What is expected:
State how many lines in the records contain the word "pedestal". Reply with that number alone.

[Stored records]
________________________

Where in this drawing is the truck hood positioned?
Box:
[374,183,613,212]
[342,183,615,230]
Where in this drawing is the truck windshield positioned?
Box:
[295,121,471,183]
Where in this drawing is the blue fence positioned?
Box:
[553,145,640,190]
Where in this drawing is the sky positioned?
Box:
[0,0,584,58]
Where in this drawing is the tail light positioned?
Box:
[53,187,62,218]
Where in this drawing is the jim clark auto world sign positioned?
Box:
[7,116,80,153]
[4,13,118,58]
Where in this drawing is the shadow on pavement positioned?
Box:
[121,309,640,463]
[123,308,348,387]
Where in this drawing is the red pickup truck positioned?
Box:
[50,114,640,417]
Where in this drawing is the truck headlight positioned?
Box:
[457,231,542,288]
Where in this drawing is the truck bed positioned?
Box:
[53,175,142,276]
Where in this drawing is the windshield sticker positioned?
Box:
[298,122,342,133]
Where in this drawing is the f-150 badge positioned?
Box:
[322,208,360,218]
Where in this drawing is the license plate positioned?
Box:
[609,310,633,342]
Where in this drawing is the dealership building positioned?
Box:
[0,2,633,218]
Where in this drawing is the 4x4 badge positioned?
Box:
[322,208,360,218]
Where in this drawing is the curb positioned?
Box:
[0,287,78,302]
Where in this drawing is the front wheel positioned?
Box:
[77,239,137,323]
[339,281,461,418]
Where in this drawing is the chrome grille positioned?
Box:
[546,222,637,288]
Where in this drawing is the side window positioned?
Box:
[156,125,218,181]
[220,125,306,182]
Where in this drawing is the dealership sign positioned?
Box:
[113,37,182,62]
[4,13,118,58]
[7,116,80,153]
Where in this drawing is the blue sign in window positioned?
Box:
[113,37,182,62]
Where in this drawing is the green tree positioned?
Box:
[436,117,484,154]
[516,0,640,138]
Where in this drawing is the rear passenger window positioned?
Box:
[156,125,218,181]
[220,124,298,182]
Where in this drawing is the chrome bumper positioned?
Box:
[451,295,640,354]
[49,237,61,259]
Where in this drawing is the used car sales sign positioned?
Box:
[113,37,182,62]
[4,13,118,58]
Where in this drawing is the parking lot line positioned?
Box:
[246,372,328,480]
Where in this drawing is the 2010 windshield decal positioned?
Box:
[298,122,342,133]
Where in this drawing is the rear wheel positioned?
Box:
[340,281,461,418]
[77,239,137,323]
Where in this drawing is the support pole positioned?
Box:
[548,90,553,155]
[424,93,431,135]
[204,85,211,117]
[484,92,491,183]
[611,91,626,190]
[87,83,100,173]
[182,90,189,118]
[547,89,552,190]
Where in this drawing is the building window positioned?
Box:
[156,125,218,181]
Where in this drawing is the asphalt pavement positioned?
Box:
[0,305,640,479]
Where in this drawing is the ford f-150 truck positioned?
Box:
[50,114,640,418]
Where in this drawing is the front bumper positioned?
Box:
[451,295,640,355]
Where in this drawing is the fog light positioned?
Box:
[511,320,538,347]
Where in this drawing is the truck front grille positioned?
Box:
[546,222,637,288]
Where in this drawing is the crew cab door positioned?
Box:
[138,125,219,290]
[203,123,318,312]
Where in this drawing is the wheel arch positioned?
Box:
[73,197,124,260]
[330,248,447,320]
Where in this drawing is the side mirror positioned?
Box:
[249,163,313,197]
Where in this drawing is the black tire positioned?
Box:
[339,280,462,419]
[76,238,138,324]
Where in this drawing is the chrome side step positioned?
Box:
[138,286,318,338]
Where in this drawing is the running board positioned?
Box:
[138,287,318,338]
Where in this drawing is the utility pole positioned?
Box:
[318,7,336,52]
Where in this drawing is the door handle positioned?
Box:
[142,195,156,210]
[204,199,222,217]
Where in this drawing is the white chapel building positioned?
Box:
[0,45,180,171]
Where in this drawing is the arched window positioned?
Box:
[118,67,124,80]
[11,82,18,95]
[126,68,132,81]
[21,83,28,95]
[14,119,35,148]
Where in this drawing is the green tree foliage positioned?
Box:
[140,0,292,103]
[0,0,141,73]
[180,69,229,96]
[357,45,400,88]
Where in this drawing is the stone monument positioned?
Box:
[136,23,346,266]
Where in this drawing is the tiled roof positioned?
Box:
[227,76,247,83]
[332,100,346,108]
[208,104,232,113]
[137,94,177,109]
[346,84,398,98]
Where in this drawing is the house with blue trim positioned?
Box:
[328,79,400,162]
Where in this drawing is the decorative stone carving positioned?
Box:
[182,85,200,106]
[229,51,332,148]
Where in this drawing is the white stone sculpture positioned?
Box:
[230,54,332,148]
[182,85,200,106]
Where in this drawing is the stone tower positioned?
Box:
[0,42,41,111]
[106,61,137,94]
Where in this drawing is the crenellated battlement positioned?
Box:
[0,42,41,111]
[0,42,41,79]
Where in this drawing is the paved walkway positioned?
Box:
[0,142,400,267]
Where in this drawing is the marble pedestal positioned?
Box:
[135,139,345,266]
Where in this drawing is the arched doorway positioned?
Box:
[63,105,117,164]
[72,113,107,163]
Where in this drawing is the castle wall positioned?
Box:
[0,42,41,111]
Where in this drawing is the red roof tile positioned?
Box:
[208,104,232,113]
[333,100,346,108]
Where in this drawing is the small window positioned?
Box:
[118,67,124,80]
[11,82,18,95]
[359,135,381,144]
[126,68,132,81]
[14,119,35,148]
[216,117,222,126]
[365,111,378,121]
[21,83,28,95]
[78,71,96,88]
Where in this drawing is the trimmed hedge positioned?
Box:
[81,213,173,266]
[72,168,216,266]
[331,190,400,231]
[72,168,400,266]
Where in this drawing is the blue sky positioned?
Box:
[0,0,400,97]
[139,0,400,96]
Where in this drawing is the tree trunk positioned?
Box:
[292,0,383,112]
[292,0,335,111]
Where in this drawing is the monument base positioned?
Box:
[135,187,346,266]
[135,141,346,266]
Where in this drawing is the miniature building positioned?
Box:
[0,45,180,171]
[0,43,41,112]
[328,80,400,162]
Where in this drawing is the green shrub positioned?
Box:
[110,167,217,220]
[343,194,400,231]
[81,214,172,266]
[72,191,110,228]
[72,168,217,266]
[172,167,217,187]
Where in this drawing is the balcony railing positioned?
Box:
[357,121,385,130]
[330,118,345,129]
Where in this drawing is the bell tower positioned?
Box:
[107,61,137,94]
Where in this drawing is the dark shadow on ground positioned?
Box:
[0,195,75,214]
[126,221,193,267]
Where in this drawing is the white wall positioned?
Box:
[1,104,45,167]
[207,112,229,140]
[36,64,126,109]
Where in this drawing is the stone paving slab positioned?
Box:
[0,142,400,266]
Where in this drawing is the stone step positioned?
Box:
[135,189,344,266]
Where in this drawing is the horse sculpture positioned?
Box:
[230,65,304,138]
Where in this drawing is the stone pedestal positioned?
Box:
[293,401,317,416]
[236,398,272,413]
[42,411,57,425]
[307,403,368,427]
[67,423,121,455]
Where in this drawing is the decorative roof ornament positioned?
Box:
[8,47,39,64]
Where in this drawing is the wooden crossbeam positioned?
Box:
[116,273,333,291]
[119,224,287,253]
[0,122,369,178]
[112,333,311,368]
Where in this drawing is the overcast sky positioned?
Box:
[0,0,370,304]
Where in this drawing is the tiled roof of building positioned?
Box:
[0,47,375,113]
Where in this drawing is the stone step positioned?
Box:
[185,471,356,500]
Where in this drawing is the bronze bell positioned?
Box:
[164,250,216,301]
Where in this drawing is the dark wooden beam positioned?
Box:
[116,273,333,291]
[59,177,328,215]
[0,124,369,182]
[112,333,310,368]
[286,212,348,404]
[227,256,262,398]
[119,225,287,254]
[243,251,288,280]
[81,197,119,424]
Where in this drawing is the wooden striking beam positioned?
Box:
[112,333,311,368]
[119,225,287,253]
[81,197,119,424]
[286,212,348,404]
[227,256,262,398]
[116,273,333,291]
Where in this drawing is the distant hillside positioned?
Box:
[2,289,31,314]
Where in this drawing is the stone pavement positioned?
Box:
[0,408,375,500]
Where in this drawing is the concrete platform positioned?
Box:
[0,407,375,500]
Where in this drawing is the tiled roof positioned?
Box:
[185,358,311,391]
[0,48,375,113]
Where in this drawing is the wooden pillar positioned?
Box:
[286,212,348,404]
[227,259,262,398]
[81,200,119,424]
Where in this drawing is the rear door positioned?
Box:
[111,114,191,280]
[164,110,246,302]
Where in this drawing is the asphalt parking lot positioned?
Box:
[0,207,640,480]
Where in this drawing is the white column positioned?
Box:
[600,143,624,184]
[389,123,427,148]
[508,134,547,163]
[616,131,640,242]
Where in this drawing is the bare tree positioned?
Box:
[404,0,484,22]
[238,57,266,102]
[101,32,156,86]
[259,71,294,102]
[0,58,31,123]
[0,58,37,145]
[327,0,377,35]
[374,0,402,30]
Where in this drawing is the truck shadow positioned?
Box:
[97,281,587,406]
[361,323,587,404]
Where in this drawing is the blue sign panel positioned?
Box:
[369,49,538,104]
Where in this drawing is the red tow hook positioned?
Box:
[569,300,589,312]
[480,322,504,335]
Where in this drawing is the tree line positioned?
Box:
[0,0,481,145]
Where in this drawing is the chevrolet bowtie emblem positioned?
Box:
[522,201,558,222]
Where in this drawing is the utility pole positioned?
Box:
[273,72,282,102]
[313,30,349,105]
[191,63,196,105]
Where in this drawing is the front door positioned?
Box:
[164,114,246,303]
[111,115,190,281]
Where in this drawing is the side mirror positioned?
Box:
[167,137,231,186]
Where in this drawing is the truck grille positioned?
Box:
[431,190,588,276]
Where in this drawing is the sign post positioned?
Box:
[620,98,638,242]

________________________

Reply:
2